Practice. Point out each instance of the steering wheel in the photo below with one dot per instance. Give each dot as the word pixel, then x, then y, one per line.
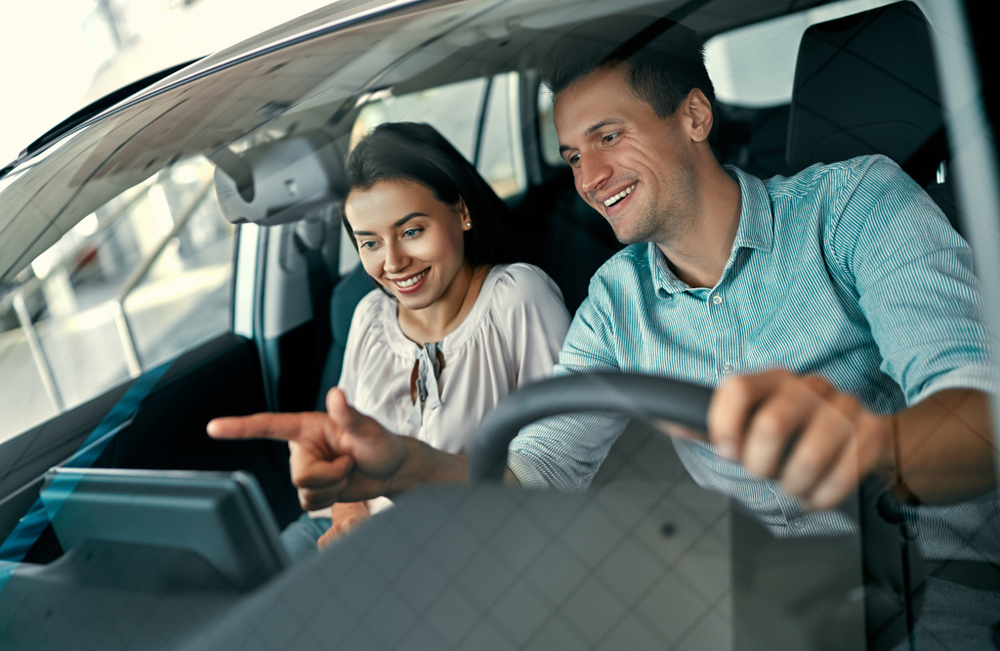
pixel 623 393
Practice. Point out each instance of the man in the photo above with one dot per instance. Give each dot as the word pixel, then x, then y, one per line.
pixel 728 282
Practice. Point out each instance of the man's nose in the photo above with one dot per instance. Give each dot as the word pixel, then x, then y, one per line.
pixel 594 171
pixel 395 257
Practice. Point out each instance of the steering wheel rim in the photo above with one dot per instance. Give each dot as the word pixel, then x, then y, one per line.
pixel 622 393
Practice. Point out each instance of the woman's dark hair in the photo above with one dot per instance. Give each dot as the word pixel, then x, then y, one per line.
pixel 417 152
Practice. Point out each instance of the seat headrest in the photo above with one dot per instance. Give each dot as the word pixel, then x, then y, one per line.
pixel 865 84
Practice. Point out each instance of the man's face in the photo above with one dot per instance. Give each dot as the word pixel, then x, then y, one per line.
pixel 631 166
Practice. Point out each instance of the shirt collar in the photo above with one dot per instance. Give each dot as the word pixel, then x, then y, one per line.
pixel 756 231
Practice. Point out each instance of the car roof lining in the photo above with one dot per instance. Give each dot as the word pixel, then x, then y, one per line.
pixel 126 146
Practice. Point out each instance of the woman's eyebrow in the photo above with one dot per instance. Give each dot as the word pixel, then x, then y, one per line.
pixel 408 218
pixel 396 225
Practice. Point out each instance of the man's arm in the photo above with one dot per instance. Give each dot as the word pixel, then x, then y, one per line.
pixel 345 456
pixel 819 443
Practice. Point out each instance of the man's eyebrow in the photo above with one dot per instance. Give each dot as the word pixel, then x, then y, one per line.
pixel 600 125
pixel 396 225
pixel 591 129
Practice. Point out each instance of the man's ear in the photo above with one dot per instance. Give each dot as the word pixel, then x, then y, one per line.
pixel 698 110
◇ ◇ ◇ ◇
- _Activity_
Copy each of the entries above precisely, and drop whatever pictures they hold.

- _Written response_
Practice. Point out each instance of the steering wheel in the photo below with one dot per instance. Give each dot as the word pixel, then x, then y, one per line.
pixel 623 393
Practice. Point out each instance of the man in the photo above with one dot per instance. Give each dot as the word pixel, then x, then y, one per line.
pixel 728 282
Practice. Point out each instance of the man's nose in the photo above with one dot per instance. Give each dot as the word pixel, then x, then y, one per line.
pixel 594 171
pixel 395 257
Practice. Point out each instance of the steering wheel rim in the photo above with one dot per instance. Give each dot as the word pixel, then x, then y, one per line.
pixel 622 393
Practice. Point out each instance of the woman's dark hair in the photo above with one dot per instance. Give each dot as the word pixel, then x, then y, one per line.
pixel 417 152
Practice. Point out each instance of the seat headrest in the photo above with one dot per instance. Give each dot as the word pixel, then x, then y, one per line.
pixel 865 84
Practice. Point out each instance of the man's face in the photo above with one dot per instance. Give each dot as the word pixel, then x, then y, one per line.
pixel 631 166
Practice. Point out each instance of the shirt collar in the photo above with one dot per instance. Give each dot as the word pixel, then x, then y, one per line.
pixel 756 231
Practice. Point out each instance of the car roof lining in the photo above with one dot per instance. Give each dot as the word pixel, then x, then y, one per line.
pixel 126 146
Practice. Point out each instance of the woman's eyebrow in the photo above with one dot per instance. Give each dot as the word pixel, then x, then y, one per line.
pixel 408 218
pixel 396 225
Practice. Point out each instance of the man's arm in the photo above with one dot per instance. Give each dot as the word pixel, then x, then y, one per line.
pixel 345 456
pixel 819 443
Practice. Point out each instance of the man's eyebrow in the photo above with one dot per instance. Give each dot as the word pixel, then x, then y, one per line.
pixel 600 125
pixel 396 225
pixel 591 129
Practice. Point out each instance of the man's ear in the photo above with one dot per instance. Give each dot as the word pixel, then x, then y, one per line.
pixel 698 110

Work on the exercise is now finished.